DOCUMENT SEGMENT:

════════

There are huge chunks of San Diego county I’m not familiar with. Apparently, neither is Google Maps. I have a basic mistrust of internet directions since more than once I’ve been led astray.  My husband, who worships all things technological, is convinced any fault in these matters is solely mine. Let the record state that he printed off the directions to the concert venue. Ha! The google gremlin decided this would be a good time to mess with him for a change and sent us 30 miles in the wrong direction to a Cricket Wireless store instead of the Cricket Wireless Amphitheatre…..Hello!

Not to worry. My husband comes from a family who habitually waited in a parking lot for 30 minutes until Eccobelli’s Italian restaurant opened for dinner. Thanks to this good training we had plenty of time. What we did not have were directions. I pulled out my phone and realized having been preoccupied with puking the day before I had neglected to recharge the battery.  I had very little power left and the phone could “not access” driving directions. All the not so smart phone offered was a map with two little bubbles an undisclosed number of miles apart and a couple of street names. Don’t you wish you could have been riding in the car with us?

We arrived (finally), shook off our aggravation, and pumped ourselves up for some great surfing songs in the warm California sun. Only the sun hadn’t poked through the marine layer all day and it was freezing. And windy. And Cricket is an outdoor stadium. We bought a blanket and some alcohol.

Concerts provide great opportunities for “people watching” which is  one of our favorite activities. We were not disappointed with this part of the show. The Beach Boys unite the generations and we saw everyone from young children ruling their parents, to teens without nearly enough clothes on for the weather, to some really old, craggy California dudes with thinning ponytails. This kept us entertained while we shivered and felt like crap.

Time dragged on and on. It began to feel like we had been waiting forever and I started thinking the whole thing had been a bad idea. The people we were watching ceased to be amusing. The boy next to me was eating something greasy covered in cheese. It looked a lot like my vomit from the day before. I started longing for home and bed.

Then the stage lit up with a pop and excitement swept through the arena. And there they were.  Brian Wilson, the tortured musical genius, who hasn’t played with the Beach Boys in years, Al Jardine whose voice is as clear and strong as ever, and Mike Love who is Southern California personified. We forgot how sick we were feeling. We jumped up to sing and dance which warmed our limbs and the classic harmonies warmed our hearts. It was an amazing concert. The band played all the songs we came to hear.  For an evening, we were one and all, young and carefree. The image of a little surfer girl became the great equalizer.

════════

GIVEN ENTRIES:

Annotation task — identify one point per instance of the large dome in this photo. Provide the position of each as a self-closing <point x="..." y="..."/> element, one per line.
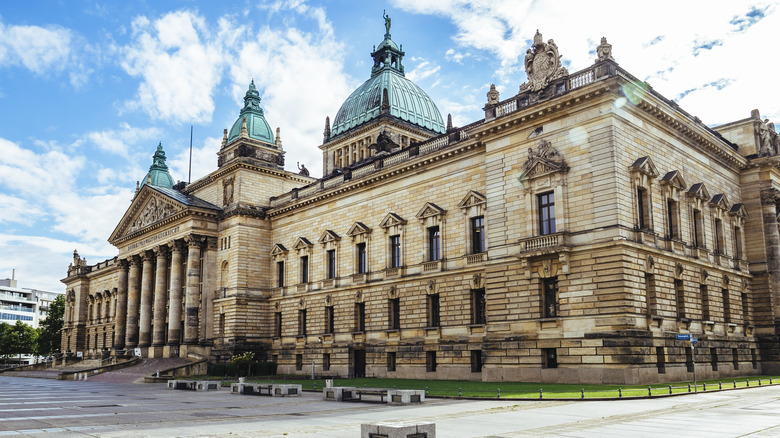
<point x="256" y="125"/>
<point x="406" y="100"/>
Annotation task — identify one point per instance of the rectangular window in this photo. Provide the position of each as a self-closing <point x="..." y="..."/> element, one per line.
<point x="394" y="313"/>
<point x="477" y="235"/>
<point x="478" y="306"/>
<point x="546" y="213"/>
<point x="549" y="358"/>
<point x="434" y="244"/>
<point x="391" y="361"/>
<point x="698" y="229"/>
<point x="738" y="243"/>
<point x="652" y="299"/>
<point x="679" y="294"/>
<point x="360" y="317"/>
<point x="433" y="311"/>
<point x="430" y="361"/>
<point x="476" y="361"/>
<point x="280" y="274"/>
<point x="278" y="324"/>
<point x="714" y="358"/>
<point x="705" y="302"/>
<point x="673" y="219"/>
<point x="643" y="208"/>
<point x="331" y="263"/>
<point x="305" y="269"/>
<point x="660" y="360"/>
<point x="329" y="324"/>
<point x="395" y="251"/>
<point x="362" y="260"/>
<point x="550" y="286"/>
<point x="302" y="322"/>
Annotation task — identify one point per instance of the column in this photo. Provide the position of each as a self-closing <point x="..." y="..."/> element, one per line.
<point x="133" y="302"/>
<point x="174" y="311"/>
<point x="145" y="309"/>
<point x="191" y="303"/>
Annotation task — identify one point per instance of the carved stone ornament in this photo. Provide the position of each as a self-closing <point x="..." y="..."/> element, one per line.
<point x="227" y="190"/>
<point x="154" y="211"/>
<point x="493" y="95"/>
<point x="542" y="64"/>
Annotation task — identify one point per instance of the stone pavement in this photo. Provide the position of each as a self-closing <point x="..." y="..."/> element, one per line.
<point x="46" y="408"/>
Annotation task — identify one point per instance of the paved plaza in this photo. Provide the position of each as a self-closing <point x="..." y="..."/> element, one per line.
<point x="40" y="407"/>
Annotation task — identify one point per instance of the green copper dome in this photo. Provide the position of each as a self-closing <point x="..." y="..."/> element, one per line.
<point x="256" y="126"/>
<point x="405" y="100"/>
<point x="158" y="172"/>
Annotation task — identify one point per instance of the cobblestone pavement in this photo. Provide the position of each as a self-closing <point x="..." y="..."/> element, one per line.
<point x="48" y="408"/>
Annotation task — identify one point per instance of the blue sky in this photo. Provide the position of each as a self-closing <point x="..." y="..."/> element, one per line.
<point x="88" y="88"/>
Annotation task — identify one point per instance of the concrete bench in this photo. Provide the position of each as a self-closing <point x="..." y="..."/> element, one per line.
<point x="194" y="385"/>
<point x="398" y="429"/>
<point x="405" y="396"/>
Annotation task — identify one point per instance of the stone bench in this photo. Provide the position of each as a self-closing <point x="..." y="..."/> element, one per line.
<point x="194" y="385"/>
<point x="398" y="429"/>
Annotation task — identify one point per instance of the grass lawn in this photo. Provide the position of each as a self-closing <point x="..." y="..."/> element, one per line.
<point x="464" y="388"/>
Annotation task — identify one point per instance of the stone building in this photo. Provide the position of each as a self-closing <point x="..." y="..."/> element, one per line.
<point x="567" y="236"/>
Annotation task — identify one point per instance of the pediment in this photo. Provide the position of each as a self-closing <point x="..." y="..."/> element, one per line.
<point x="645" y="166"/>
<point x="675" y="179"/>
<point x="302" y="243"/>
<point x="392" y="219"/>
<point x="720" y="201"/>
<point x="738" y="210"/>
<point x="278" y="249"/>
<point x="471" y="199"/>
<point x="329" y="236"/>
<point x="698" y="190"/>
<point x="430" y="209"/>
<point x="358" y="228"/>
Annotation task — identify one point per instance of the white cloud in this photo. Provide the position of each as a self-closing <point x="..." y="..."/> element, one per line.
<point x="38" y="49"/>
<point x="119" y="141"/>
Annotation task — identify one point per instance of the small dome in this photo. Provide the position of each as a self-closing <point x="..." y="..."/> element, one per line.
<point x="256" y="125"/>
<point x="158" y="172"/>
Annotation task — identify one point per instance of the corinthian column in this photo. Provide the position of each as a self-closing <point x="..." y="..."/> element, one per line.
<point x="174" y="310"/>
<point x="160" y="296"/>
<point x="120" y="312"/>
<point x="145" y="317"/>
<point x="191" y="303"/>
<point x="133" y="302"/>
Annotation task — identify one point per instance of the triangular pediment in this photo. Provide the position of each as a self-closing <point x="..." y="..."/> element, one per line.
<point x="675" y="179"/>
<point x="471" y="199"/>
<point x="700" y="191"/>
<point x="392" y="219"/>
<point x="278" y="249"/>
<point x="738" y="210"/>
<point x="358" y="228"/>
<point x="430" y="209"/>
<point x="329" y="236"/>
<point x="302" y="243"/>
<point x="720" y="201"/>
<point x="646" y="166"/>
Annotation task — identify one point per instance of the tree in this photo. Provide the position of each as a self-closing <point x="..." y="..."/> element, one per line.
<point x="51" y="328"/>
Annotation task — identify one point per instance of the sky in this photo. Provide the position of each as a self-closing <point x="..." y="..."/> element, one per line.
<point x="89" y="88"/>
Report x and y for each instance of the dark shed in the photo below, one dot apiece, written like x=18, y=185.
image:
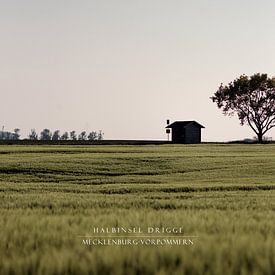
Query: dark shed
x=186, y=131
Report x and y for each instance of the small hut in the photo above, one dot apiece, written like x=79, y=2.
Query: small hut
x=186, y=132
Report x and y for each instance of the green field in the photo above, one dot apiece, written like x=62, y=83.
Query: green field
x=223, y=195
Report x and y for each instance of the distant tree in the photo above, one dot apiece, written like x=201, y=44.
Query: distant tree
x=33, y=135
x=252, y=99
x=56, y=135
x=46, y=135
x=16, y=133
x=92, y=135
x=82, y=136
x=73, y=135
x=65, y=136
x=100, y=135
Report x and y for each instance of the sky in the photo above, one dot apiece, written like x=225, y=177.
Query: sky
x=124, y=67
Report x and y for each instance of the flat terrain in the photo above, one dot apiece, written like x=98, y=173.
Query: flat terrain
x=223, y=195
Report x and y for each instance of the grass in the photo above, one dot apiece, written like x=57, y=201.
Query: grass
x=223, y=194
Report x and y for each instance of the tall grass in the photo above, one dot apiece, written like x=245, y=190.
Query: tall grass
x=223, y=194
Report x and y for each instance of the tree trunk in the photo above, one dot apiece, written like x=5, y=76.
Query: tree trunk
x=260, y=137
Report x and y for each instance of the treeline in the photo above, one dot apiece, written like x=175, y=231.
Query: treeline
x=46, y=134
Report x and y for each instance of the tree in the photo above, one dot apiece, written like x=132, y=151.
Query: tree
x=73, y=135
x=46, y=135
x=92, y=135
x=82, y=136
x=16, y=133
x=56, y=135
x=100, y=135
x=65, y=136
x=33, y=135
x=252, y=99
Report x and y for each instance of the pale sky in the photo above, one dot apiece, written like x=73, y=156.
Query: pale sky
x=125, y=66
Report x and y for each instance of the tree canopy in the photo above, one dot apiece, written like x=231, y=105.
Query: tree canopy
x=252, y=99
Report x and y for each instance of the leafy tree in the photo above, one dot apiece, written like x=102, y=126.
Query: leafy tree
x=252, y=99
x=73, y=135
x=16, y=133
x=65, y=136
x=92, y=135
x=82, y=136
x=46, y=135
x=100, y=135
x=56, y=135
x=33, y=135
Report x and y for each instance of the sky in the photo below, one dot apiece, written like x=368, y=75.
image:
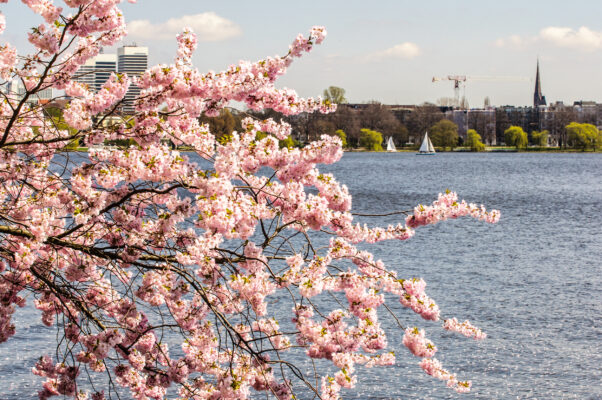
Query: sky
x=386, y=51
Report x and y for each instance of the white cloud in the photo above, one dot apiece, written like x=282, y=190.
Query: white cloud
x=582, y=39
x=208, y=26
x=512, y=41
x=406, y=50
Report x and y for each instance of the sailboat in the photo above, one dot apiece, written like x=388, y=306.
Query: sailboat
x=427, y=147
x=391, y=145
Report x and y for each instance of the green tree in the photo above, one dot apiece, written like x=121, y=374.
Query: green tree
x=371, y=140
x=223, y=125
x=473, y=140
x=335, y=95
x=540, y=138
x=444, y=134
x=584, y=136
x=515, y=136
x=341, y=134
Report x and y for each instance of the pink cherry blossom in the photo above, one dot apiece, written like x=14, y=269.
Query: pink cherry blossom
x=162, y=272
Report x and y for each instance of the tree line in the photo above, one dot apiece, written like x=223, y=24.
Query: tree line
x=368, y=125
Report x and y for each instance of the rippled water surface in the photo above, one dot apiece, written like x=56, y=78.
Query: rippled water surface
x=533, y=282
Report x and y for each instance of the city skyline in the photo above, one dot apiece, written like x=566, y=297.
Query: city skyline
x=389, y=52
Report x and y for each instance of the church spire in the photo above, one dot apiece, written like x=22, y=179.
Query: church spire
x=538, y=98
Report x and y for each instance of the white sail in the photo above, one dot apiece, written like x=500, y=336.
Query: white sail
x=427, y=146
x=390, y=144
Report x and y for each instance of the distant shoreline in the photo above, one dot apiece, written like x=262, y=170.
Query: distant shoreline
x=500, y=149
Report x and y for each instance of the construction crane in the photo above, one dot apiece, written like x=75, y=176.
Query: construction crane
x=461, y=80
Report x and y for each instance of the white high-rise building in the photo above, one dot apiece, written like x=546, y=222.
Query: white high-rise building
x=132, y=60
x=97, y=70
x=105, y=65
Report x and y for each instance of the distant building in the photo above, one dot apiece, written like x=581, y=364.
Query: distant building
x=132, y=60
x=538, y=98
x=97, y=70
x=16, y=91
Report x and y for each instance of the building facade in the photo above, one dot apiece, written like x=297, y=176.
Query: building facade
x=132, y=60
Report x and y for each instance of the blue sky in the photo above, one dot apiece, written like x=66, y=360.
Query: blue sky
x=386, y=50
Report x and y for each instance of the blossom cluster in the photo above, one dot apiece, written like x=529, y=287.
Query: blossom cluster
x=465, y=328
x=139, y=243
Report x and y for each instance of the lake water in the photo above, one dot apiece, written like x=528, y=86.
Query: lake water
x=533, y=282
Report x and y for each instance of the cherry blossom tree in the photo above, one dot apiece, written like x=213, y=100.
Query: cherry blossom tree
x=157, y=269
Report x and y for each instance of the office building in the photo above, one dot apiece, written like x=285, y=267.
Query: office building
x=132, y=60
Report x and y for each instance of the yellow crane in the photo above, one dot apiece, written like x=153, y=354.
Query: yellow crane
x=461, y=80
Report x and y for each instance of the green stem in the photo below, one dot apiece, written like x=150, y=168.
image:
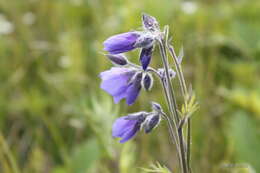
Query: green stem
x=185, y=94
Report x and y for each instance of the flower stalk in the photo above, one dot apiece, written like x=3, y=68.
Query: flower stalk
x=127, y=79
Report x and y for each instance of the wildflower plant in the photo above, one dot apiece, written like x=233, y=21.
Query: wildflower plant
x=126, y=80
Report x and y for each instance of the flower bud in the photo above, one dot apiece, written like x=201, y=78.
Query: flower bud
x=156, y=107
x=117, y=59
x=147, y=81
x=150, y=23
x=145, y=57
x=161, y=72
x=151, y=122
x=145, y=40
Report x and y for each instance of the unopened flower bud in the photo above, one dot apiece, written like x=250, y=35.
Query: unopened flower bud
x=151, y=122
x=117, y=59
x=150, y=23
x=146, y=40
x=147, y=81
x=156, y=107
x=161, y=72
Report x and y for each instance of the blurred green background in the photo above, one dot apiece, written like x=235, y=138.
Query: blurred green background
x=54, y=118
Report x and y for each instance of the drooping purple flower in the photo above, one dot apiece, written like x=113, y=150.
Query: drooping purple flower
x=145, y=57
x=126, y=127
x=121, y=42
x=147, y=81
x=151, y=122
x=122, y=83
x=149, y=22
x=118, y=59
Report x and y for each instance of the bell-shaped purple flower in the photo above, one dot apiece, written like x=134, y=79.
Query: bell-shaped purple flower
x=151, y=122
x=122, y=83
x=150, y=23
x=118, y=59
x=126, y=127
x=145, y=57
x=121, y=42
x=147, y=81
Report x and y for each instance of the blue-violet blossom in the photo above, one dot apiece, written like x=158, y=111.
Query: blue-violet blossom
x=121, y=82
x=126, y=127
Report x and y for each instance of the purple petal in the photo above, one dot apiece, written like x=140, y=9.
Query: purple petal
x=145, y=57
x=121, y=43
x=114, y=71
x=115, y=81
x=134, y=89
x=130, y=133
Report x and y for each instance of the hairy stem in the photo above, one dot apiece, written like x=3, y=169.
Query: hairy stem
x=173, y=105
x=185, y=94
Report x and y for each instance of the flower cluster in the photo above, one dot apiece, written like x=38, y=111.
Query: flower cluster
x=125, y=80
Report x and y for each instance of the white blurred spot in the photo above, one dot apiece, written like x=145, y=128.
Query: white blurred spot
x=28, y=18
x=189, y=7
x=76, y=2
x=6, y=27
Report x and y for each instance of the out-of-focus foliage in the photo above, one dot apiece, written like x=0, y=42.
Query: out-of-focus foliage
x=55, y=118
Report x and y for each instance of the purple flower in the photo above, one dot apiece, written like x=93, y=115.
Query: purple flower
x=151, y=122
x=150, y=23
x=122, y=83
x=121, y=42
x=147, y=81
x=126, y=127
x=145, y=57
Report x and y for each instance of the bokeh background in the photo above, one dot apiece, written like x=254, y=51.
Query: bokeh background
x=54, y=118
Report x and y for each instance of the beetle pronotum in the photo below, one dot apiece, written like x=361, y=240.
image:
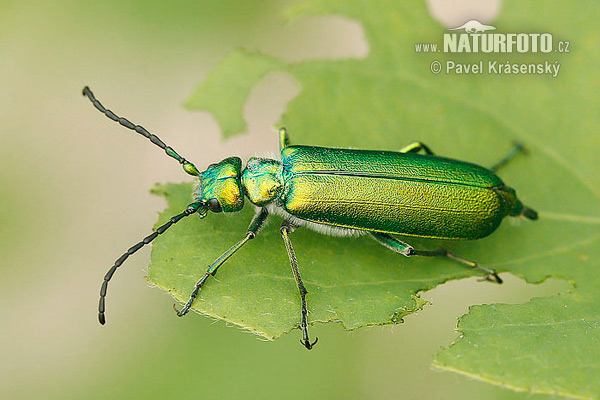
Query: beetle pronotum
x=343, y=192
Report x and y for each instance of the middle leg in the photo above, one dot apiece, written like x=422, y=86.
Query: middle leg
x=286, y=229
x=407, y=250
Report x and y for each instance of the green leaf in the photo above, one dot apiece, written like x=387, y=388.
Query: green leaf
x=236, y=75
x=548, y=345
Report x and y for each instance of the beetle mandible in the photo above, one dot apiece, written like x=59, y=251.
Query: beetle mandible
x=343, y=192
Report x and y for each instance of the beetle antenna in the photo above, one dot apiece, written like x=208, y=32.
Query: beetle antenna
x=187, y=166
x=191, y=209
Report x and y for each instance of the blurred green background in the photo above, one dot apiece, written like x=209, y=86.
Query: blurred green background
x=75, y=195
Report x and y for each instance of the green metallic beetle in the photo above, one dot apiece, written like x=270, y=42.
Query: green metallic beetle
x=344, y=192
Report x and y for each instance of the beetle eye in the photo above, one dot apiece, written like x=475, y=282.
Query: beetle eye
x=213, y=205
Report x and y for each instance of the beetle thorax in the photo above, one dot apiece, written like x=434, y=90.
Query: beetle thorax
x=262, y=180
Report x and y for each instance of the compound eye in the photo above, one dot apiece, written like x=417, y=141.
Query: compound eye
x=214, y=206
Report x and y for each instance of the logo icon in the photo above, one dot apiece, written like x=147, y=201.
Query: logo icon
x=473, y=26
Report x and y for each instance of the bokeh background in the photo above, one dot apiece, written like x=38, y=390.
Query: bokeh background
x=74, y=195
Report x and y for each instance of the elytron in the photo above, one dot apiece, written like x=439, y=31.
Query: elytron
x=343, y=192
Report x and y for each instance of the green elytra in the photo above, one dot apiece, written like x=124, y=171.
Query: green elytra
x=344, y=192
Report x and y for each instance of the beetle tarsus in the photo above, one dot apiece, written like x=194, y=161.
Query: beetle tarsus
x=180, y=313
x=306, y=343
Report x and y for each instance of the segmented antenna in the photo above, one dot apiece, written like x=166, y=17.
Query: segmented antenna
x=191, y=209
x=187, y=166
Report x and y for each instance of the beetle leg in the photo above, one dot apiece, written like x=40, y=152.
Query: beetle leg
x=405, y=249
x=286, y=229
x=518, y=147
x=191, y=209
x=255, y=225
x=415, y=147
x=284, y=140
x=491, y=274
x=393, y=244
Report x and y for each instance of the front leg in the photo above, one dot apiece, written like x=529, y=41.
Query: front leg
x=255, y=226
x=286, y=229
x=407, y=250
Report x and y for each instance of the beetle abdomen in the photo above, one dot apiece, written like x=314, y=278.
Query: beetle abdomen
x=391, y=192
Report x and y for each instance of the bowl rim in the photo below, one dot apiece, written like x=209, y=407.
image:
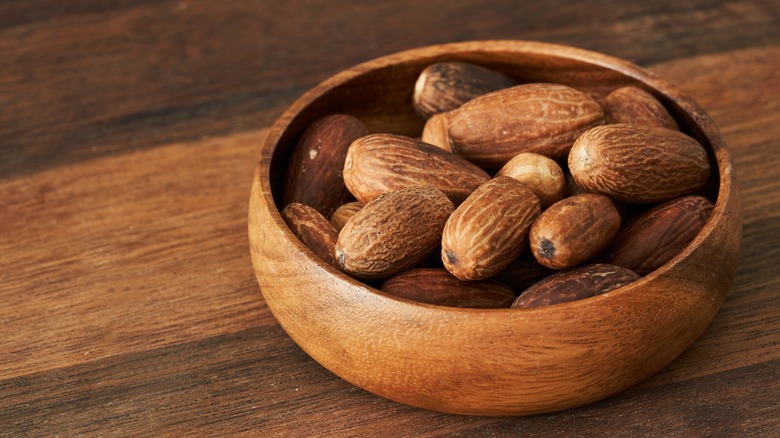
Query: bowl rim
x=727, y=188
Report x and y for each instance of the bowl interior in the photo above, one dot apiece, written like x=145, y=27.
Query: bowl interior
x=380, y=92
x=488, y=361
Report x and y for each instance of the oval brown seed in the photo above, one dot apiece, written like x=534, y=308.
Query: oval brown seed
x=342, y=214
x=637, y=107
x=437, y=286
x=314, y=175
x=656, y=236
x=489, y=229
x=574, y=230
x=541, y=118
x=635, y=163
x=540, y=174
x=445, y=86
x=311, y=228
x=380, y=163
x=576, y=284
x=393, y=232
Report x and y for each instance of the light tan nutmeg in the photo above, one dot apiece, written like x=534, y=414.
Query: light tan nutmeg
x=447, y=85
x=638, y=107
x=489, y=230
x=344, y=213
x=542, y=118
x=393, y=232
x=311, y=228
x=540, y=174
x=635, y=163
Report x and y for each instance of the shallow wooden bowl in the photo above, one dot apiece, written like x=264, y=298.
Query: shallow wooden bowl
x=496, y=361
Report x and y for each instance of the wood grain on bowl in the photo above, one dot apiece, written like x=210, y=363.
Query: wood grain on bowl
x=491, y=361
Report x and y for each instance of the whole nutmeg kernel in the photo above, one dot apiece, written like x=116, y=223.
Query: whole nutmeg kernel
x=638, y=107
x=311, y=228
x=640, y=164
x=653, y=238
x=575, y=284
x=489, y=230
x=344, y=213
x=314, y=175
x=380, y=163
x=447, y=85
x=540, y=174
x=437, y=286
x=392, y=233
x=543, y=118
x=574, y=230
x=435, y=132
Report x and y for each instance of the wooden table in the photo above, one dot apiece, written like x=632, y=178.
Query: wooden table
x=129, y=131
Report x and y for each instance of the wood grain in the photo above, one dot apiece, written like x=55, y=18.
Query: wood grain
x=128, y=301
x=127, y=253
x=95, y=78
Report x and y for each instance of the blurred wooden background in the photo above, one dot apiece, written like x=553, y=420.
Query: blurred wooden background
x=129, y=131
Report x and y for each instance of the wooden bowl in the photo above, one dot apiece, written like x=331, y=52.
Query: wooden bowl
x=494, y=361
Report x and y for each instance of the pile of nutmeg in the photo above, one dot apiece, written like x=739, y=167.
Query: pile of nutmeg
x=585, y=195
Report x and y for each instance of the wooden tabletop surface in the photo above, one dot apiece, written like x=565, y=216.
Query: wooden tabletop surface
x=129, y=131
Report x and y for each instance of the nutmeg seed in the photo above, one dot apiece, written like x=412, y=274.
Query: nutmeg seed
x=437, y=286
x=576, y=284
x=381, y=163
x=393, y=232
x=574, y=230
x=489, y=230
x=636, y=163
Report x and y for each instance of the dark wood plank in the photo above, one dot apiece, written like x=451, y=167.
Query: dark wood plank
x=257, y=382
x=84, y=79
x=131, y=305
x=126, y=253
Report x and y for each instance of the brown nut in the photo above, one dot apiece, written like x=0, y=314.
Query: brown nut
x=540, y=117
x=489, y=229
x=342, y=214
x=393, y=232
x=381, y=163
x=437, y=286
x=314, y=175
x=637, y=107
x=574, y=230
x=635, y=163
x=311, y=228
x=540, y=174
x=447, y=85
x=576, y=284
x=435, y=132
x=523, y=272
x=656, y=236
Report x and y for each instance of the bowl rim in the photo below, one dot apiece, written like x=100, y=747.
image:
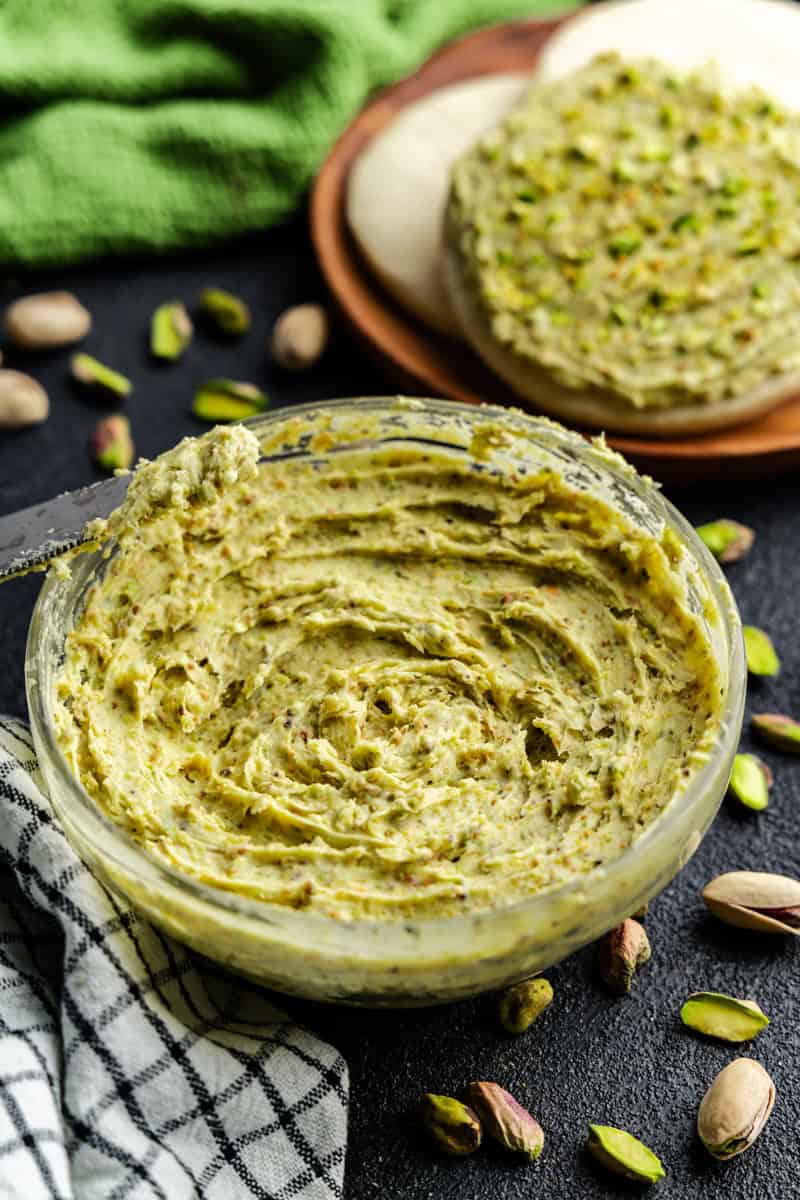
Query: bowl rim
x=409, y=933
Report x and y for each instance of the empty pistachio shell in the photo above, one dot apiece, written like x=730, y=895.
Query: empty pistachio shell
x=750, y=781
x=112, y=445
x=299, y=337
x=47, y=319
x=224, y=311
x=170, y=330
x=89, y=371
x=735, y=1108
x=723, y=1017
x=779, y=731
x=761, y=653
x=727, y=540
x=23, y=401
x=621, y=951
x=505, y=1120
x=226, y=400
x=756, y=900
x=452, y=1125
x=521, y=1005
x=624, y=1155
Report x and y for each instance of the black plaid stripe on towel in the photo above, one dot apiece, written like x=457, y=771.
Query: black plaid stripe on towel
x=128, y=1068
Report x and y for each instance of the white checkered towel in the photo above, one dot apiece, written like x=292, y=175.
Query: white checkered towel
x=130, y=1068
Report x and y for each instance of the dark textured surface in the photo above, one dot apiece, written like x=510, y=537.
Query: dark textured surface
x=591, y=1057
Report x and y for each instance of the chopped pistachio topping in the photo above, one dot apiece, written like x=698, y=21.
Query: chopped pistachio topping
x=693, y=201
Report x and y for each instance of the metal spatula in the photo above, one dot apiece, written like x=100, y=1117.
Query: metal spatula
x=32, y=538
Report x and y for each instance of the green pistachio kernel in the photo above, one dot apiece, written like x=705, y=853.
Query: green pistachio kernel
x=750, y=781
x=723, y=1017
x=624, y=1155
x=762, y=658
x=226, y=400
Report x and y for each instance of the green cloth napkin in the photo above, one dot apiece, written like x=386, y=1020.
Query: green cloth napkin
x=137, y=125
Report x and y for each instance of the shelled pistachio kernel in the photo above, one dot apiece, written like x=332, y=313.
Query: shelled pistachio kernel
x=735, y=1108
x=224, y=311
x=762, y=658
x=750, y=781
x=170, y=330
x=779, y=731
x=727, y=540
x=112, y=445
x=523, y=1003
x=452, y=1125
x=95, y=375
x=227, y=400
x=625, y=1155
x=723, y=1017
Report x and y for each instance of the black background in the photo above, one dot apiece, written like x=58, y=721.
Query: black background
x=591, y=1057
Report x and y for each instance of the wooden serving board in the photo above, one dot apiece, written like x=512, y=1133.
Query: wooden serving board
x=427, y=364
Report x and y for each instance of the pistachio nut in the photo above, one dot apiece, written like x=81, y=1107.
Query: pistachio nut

════════

REQUIRED WORK:
a) In the Beach Boys concert post, where did the printed directions send the couple?
b) Write the next part of the Beach Boys concert post, picking up after its final sentence.

RESPONSES TO THE TASKS:
a) To a Cricket Wireless store 30 miles in the wrong direction, instead of the Cricket Wireless Amphitheatre.

b)
When I hear songs from my youth, for a moment I am transported back in time. Like the rest of us Boomers, these musicians are not young anymore. But to see them so energized in doing what they love is inspiring. It reminds us that we still have a lot of living and loving left to do…..even on days we feel like crap.

My husband was quite sick by the time we got home. He spent most of the remainder of the weekend in bed. At some point, he managed to drag himself out to give me a hug and thank me for the birthday gift. Then he climbed back into bed, glancing with a nod and a smile to his guitar, which had been sitting in the corner for far too long, gathering dust.


Speeding Through My Sixties

I am a baby boomer and proud of it!  Maybe we are not the “greatest generation” but we are the generation that is never going to grow old. We know this for a fact because Bob Dylan told us so. We started the youth culture in this country and it is up to us to keep the myth going.  We are having our faces lifted, our knees replaced, and our clogged arteries bypassed.  We were brought up on the  child rearing bible written by  Dr. Spock and we are keeping our faith afloat with the gospel of Dr. Oz. All of this spun wisdom is designed to keep us well, happy, and eternally youthful. I like Dr. Spock. He told our mothers to feed us whenever we cried.  I like Dr.Oz too. He tells us to have more sex. Here are two renowned  doctors who actually encourage us to do things we like. Should any of you  know of a doctor who tells us to cut down on exercise and drink more alcohol please introduce me.

I really do realize  that I can’t live forever. When I finally admitted my inevitable mortality I had  to stop delaying my midlife crisis. I put off midlife until my 60s to assure myself of living to 120.  Anyway, I was too busy in my forties to deal with it.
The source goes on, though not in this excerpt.